[Consignes de l'exercice]
Rédigez la suite du texte sur le monde ouvrier et le pacifisme autour de la Grande Guerre, en reprenant après sa dernière phrase.

━━━ Texte à lire

Monde ouvrier et pacifisme autour de la Grande Guerre
La nécessité s’est cependant doublé, pour un certain nombre de travailleurs, d’une contestation, voire d’une hostilité, vis-à-vis de cette industrie de guerre. Le mouvement ouvrier, avec ses expressions internationalistes du XIXe siècle – Internationales ouvrière, anarchiste et socialiste –, a maintenu au XXe siècle un crédo pacifiste, parfois antimilitariste [1]. La proximité entre socialisme et syndicalisme facilite cette diffusion. De nombreux syndicats affiliés à la CGT n’hésitent pas, avant 1914, à dénoncer les périls qui menacent les peuples européens. Entre seconde Crise du Maroc et Guerres balkaniques, les nations du Vieux Continent semblent sur le point de plonger dans un gigantesque brasier.

━━━━━━
━━━ Extraits de données

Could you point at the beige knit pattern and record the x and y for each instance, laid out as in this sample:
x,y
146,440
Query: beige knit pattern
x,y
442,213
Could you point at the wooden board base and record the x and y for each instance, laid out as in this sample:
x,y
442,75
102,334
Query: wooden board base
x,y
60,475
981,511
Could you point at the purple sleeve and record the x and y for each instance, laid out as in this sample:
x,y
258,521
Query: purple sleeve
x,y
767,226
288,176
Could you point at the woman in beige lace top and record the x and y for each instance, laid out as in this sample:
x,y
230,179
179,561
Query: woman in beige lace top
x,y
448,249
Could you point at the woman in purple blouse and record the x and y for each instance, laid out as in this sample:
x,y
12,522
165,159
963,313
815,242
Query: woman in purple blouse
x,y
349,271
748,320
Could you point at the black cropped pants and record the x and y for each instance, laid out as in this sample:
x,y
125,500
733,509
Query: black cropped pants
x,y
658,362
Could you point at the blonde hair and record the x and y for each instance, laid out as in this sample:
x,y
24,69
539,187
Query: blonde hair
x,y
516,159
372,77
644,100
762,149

━━━━━━

[Réponse attendue]
Le Congrès des syndicats français contre la guerre des 24 et 25 novembre 1912 invite ainsi, dans l’une de ces décisions, les travailleurs du pays à chômer le 16 décembre suivant. Le syndicat des ouvriers mouleurs de Saint-Étienne met en application cet appel. Du point de vue des employeurs travaillant pour les armées, cette position ne passe pas. Aux usines de la Chaléassière, la direction organise la fermeture de l’atelier [2]. Ce lock-out permet de congédier les ouvriers les plus engagés. Les autres sont repris quelques jours plus tard, aux conditions imposées par l’entreprise.
La menace antimilitariste est anticipée par l’armée française. Instauré par la loi Boulanger de 1886 afin de recenser les individus suspects d’espionnage, le carnet B devient progressivement un instrument chargé de lister l’ensemble des individus pouvant, par hostilité à l’armée ou à la patrie, entreprendre des actes de sabotage. Syndicalistes révolutionnaires, socialistes et anarchistes sont concernés par ce travail administratif. Cependant, lorsque la guerre devient inéluctable, le gouvernement fait le choix de ne pas mettre en application les arrestations préventives envisagées. La mobilisation est alors relativement consensuelle, caractérisée par une certaine résignation. Seule une poignée de militants anarchistes tente d’échapper, pendant quelques jours, à l’appel des drapeaux, en se cachant dans le massif du Pilat [3].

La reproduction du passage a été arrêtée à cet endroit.